SOURCE PASSAGE:
# What do we do with our rings?



## bella_b (Feb 6, 2010)

My husband and I both decided it was time to part while the terms were still pleasant and it's been a positive experience for the both of us. We're both certainly much happier being apart now, but now the rings are off, what do we do with them?

Should we hang on to them for a while, wear them on the other hand, pass them on, hock them, sell them, burn them, throw them in the ocean/bush?

What is the general etiquette in regards to what you do with your rings? He has his one band and I have 3, engagement, wedding and eternity.

Opinions and thoughts?


----------



## Corpuswife (Apr 24, 2009)

I put my aside and will wait to do anything rash. 

However, after 25 years, we had a pretty good run and still love each other. I may end up saving for my children in some way.

I'm just unsure.


----------



## bella_b (Feb 6, 2010)

I imagine there are some people out there wondering the same thing. My fingers are teeny tiny so I don't see the point in hanging onto them as a hand-me-down since they're only going to fit a stick and we ended up getting divorced. Kinda cursed IMO. We were only married 2 years.


----------



## Help239 (Oct 20, 2009)

I'm pretty sure my wife sold hers. I put mine away in a box with old cards and our wedding album. Just memories now.


----------



## ashley-renea (Feb 26, 2010)

If you guys are SURE u want EVER be together again...I would just put them away...maybe if your both UNSURE what the future holds and hope to ONE DAY have a "happy life together" Maybe u could wear them on the other hand?? I dont know thats a hard question GOOD LUCK


----------



## 63Vino (Dec 23, 2009)

Only matters what you hold onto or let go of in your mind.

Ring represents love and commitment that no longer is promised. I'd lose the rings.
Give them to a homeless person and let them hock them.

Unless of course we're talking diamonds.
_Posted via Mobile Device_


----------



## Scannerguard (Jan 26, 2010)

About 6 weeks after we separated, after hardly taking my wedding ring off in 15 years, I lost mine in the ocean while going for a swim. I was slowly losing weight and it was becoming loose.

Talk about God trying to tell me something. . .the ocean is a very meaningful place for me but I don't want to bore the forum.


----------



## bella_b (Feb 6, 2010)

yeah, we're talking diamonds lol. in all 3! nothing fancy but nothing scant either.
Scannerguard- I've been getting dermatitis under my rings. I'd take them off for it to heal then put them back on and it comes back. God was telling me something too!

Might hang onto them for a lil while even though I know there is no chance of us getting back together. Prolly end up keeping one for the 'records' with the album etc. and sell the others. 

just didn't know if there was etiquette 
thanks


----------



## 63Vino (Dec 23, 2009)

bella_b said:


> yeah, we're talking diamonds lol. in all 3! nothing fancy but nothing scant either.
> Scannerguard- I've been getting dermatitis under my rings. I'd take them off for it to heal then put them back on and it comes back. God was telling me something too!
> 
> Might hang onto them for a lil while even though I know there is no chance of us getting back together. Prolly end up keeping one for the 'records' with the album etc. and sell the others.
> ...


Oh there IS an etiquette...

It's exactly what feels right to YOU.


----------



## cherrypie18 (Feb 21, 2010)

my rings started to feel sort of heavy for my hand after a while (regular wedding ring and engagement ring) and i only wear them when we go out. i guess that was a sign too eh?
personally i would give the rings back. you can pawn it too and buy yourself something nicer..


----------



## Help239 (Oct 20, 2009)

My wife told me today she wants to sell hers. Still thinking about herself before her own daughters....


----------



## lastinline (Jul 21, 2009)

I actually crushed mine with my L hand. My particular wedding ring had a cut out on it so if it got "caught up" on equipment while I was working in the service, it would break away and not deglove my finger.

Anyway, like everything my marriage currently represents, my ring is now grossly misshapened, flattened, and warped. Good times.

LIL


----------

PROBLEMS TO WORK ON:
a. Answer these questions using the thread on rings after separation, marking each answer (i), (ii) or (iii) on its own line.
(i) Which three rings does bella_b have?
(ii) For how many years had Scannerguard hardly taken off the wedding ring?
(iii) Where did Help239 put his ring?
b. In the thread on rings after separation, condense the paragraph that begins "About 6 weeks after we separated" into one shorter sentence that keeps its main facts.
c. Repeat word for word the part of the thread on rings after separation that opens with the words containing "Unless of course" and closes with "was becoming loose.".
The records come from a source unrelated to the thread on rings after separation.

INFORMATION SUPPLIED:
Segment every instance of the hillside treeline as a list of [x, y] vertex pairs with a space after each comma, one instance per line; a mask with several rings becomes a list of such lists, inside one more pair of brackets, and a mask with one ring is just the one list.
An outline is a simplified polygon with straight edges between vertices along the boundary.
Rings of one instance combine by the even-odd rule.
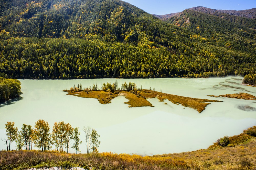
[[20, 92], [21, 83], [17, 79], [0, 77], [0, 102], [17, 97]]
[[[0, 5], [2, 76], [207, 77], [255, 73], [256, 31], [246, 26], [253, 25], [253, 20], [239, 18], [234, 23], [195, 12], [189, 14], [194, 26], [188, 28], [118, 0], [0, 1]], [[192, 22], [198, 18], [199, 22]]]

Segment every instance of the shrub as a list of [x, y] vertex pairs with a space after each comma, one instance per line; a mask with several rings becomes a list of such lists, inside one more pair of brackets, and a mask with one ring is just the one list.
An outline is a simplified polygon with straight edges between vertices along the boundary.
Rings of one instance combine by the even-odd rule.
[[67, 169], [72, 166], [71, 163], [68, 161], [61, 161], [59, 163], [60, 166]]
[[250, 161], [247, 159], [244, 158], [240, 160], [239, 163], [242, 166], [249, 167], [252, 165], [252, 163]]
[[227, 136], [219, 139], [217, 141], [218, 145], [221, 146], [223, 147], [227, 146], [229, 144], [230, 141], [229, 138]]
[[218, 158], [214, 160], [213, 161], [213, 163], [216, 165], [218, 165], [220, 164], [222, 165], [223, 164], [223, 161], [220, 158]]
[[211, 166], [211, 164], [208, 161], [206, 161], [204, 162], [203, 163], [203, 166], [204, 168], [209, 168]]
[[256, 129], [248, 129], [246, 130], [246, 133], [251, 136], [256, 137]]

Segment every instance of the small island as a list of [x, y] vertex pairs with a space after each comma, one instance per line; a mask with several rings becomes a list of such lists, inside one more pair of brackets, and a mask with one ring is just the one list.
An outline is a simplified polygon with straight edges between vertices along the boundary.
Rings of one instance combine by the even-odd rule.
[[[154, 89], [154, 88], [153, 89]], [[153, 107], [146, 99], [156, 97], [159, 101], [163, 101], [164, 99], [166, 99], [174, 104], [180, 104], [183, 106], [192, 108], [199, 113], [201, 113], [207, 105], [210, 104], [206, 102], [222, 101], [167, 94], [154, 90], [143, 89], [141, 86], [137, 89], [135, 83], [131, 82], [128, 84], [125, 82], [121, 85], [120, 88], [118, 87], [116, 81], [112, 84], [110, 83], [104, 83], [100, 88], [97, 84], [83, 88], [81, 85], [78, 84], [77, 86], [74, 85], [73, 88], [71, 87], [69, 90], [63, 91], [68, 93], [67, 95], [97, 99], [100, 103], [103, 104], [110, 103], [112, 99], [119, 95], [122, 95], [129, 100], [129, 101], [125, 103], [129, 104], [129, 107]]]
[[246, 93], [239, 93], [235, 94], [228, 94], [220, 95], [222, 97], [239, 99], [251, 100], [256, 100], [256, 97]]
[[17, 79], [0, 77], [0, 103], [19, 96], [21, 83]]

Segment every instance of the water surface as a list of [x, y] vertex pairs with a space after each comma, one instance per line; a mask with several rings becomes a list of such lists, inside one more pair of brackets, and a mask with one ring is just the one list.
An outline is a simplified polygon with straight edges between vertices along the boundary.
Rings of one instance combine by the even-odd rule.
[[[207, 96], [240, 92], [256, 96], [256, 88], [241, 85], [242, 79], [20, 80], [23, 93], [20, 97], [0, 105], [0, 137], [5, 140], [7, 121], [15, 122], [20, 128], [24, 123], [34, 126], [41, 119], [47, 121], [51, 128], [54, 122], [62, 121], [78, 127], [82, 153], [86, 152], [82, 129], [88, 126], [100, 135], [100, 152], [151, 155], [206, 149], [220, 137], [238, 135], [256, 125], [255, 101]], [[154, 87], [163, 93], [223, 102], [212, 102], [199, 113], [167, 100], [160, 102], [149, 99], [154, 107], [129, 108], [124, 103], [128, 100], [123, 96], [103, 105], [96, 99], [66, 96], [62, 91], [78, 83], [89, 86], [97, 83], [100, 86], [116, 80], [120, 87], [125, 81], [131, 81], [143, 89]], [[15, 147], [13, 142], [11, 147]], [[3, 142], [0, 143], [0, 149], [6, 148]]]

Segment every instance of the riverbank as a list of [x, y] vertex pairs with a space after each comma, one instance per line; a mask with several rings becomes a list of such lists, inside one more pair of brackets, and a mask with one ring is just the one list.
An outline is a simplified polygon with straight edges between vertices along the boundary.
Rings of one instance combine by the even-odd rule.
[[[249, 129], [255, 133], [256, 126]], [[248, 131], [229, 137], [231, 145], [228, 147], [211, 146], [207, 149], [153, 156], [111, 152], [76, 154], [54, 151], [2, 151], [0, 169], [39, 169], [61, 166], [109, 170], [252, 170], [256, 166], [256, 138], [247, 134]], [[216, 145], [215, 143], [212, 146]]]
[[204, 110], [208, 105], [210, 104], [205, 102], [222, 101], [184, 97], [144, 89], [133, 91], [133, 93], [120, 90], [108, 92], [100, 90], [88, 92], [81, 90], [77, 91], [66, 90], [63, 91], [67, 92], [67, 95], [97, 99], [100, 103], [103, 104], [110, 103], [112, 99], [119, 95], [122, 95], [129, 100], [128, 102], [125, 103], [129, 105], [129, 107], [153, 107], [146, 99], [156, 98], [159, 101], [163, 102], [165, 99], [167, 99], [175, 104], [178, 105], [180, 104], [184, 107], [188, 107], [195, 109], [199, 113]]

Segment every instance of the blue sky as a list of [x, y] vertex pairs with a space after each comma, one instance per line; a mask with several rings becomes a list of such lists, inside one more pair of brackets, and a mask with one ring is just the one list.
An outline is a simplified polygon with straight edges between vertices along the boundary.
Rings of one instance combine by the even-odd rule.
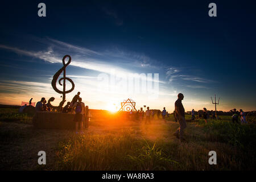
[[[168, 3], [167, 3], [168, 2]], [[44, 2], [47, 16], [38, 16]], [[56, 98], [52, 76], [72, 57], [67, 76], [92, 109], [119, 107], [130, 97], [140, 107], [173, 111], [177, 93], [186, 110], [256, 110], [255, 20], [253, 1], [22, 1], [3, 3], [1, 14], [1, 104], [20, 105], [32, 97]], [[113, 73], [113, 72], [114, 73]], [[159, 73], [159, 96], [99, 90], [100, 74]], [[154, 84], [156, 82], [153, 82]], [[108, 85], [109, 84], [109, 85]]]

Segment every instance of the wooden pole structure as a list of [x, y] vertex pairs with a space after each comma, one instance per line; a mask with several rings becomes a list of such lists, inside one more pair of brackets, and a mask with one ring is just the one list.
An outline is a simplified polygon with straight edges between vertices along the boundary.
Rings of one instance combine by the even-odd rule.
[[218, 103], [216, 102], [216, 95], [214, 94], [214, 97], [215, 97], [215, 102], [213, 103], [213, 101], [212, 100], [212, 97], [210, 97], [210, 98], [212, 98], [212, 102], [213, 104], [215, 104], [215, 117], [217, 119], [217, 106], [216, 105], [218, 104], [220, 102], [220, 97], [218, 98]]

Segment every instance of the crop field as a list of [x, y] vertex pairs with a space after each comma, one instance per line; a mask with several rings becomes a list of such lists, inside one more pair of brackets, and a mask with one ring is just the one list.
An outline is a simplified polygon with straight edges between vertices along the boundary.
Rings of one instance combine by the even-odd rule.
[[[233, 124], [230, 116], [208, 123], [197, 119], [187, 123], [187, 142], [181, 143], [172, 135], [179, 127], [172, 115], [166, 123], [155, 118], [145, 125], [111, 119], [114, 114], [93, 114], [89, 128], [76, 134], [34, 129], [31, 116], [0, 108], [0, 169], [255, 169], [255, 124]], [[46, 165], [38, 163], [39, 151], [46, 152]], [[216, 165], [208, 163], [210, 151], [216, 152]]]

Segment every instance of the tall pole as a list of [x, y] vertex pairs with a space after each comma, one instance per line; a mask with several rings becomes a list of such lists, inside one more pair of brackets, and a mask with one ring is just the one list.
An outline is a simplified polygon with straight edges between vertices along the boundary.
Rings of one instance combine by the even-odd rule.
[[216, 102], [216, 94], [214, 94], [214, 97], [215, 97], [214, 98], [215, 98], [215, 100], [214, 100], [215, 102], [213, 103], [213, 101], [212, 101], [212, 97], [210, 97], [210, 98], [212, 98], [212, 104], [215, 105], [215, 117], [216, 117], [216, 118], [217, 119], [217, 106], [216, 106], [216, 105], [218, 104], [219, 102], [220, 102], [220, 97], [218, 98], [218, 103], [217, 103], [217, 102]]

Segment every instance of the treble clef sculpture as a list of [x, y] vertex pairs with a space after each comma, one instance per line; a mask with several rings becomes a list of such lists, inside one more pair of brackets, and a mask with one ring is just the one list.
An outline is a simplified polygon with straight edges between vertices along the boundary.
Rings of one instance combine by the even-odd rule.
[[[67, 64], [65, 63], [65, 59], [68, 57], [68, 61]], [[70, 64], [71, 62], [71, 57], [69, 55], [65, 55], [63, 57], [63, 59], [62, 59], [62, 63], [63, 63], [63, 67], [60, 68], [53, 76], [53, 78], [52, 80], [52, 86], [54, 90], [55, 90], [56, 92], [62, 94], [63, 94], [63, 101], [65, 101], [66, 98], [66, 93], [70, 93], [72, 92], [74, 90], [75, 88], [75, 84], [73, 82], [73, 81], [68, 77], [66, 77], [66, 67]], [[56, 85], [57, 83], [57, 80], [60, 76], [60, 74], [61, 74], [62, 72], [63, 72], [63, 77], [60, 78], [59, 80], [59, 84], [62, 86], [63, 85], [63, 90], [60, 90], [57, 88], [57, 86]], [[71, 84], [72, 85], [72, 87], [70, 90], [66, 90], [66, 80], [69, 81]], [[61, 84], [61, 81], [63, 80], [63, 84]], [[65, 101], [64, 101], [65, 102]], [[64, 103], [63, 103], [64, 104]]]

FINAL ANSWERS:
a.
(i) An engagement ring, a wedding ring and an eternity ring.
(ii) 15 years.
(iii) In a box with old cards and the wedding album.

b. About six weeks after separating, Scannerguard lost a wedding ring that had rarely come off in 15 years while swimming in the ocean, because gradual weight loss had made it loose.

c.
Unless of course we're talking diamonds.
_Posted via Mobile Device_


----------



## Scannerguard (Jan 26, 2010)

About 6 weeks after we separated, after hardly taking my wedding ring off in 15 years, I lost mine in the ocean while going for a swim. I was slowly losing weight and it was becoming loose.